Top of Input data
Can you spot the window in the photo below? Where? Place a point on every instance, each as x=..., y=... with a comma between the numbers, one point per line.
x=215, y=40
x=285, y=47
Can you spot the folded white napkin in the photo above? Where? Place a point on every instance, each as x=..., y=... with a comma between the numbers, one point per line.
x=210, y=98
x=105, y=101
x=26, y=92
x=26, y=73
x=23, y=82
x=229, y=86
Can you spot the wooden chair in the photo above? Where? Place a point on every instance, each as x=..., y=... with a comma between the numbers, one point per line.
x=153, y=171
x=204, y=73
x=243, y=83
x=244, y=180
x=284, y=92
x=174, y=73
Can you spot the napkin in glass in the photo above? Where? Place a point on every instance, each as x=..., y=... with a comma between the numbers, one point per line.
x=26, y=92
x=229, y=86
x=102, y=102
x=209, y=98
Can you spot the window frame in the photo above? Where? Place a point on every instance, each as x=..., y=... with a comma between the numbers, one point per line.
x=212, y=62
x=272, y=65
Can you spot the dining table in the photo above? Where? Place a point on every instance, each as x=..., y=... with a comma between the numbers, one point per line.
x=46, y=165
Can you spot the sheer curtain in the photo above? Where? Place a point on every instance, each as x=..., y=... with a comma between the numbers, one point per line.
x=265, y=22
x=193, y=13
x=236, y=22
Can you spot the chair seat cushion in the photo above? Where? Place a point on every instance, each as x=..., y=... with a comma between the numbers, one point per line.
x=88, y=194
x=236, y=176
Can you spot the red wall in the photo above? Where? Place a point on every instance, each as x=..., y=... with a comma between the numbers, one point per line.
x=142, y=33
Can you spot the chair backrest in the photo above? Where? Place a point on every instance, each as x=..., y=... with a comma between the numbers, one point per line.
Bottom of Input data
About this exercise: Transcribe each entry exactly as it appears.

Answer section:
Can you spot the window in the photo below? Where? Place a point on every instance, each as x=..., y=... with a comma between the numbers, one point per line.
x=215, y=40
x=285, y=47
Can you spot the folded white napkin in the photo above? Where? Place a point on every instance, each as x=..., y=... with a comma between the numbers, one point per line.
x=210, y=98
x=105, y=101
x=26, y=92
x=26, y=73
x=23, y=82
x=229, y=86
Can you spot the wooden chair in the photo above? Where? Place a point on every instance, each as x=..., y=... with a comma between the numbers, one point per line.
x=153, y=171
x=204, y=73
x=243, y=83
x=244, y=180
x=284, y=92
x=174, y=73
Can you spot the napkin in glass in the photo above? Where? Place a point on every instance, each as x=..., y=... with a comma between the numbers, one point per line.
x=26, y=92
x=229, y=86
x=102, y=102
x=209, y=98
Can you spot the window frame in the photo above? Where? Place a point on every instance, each as x=..., y=... with a comma between the numbers, one point per line.
x=212, y=62
x=272, y=65
Can you spot the dining table in the photo above? Where? Place a point on every instance, each as x=..., y=... with a comma between the numbers, one point per line.
x=46, y=165
Can you spot the sheer curtain in the photo above? Where? Place a point on every instance, each as x=..., y=... with a comma between the numbers, one point per line.
x=265, y=22
x=193, y=13
x=236, y=22
Can you spot the chair seat cushion in the photo above? Where? Place a point on every instance, each as x=..., y=... with a comma between the numbers, one point per line.
x=88, y=194
x=236, y=176
Can you spot the red wall in the photo above? Where? Place a point on every instance, each as x=..., y=... with a comma between the numbers, one point per line.
x=142, y=33
Can you spot the chair backrest in the photo above? Where? Place a point on every instance, each as x=..., y=... with a comma between the numbers, one point per line.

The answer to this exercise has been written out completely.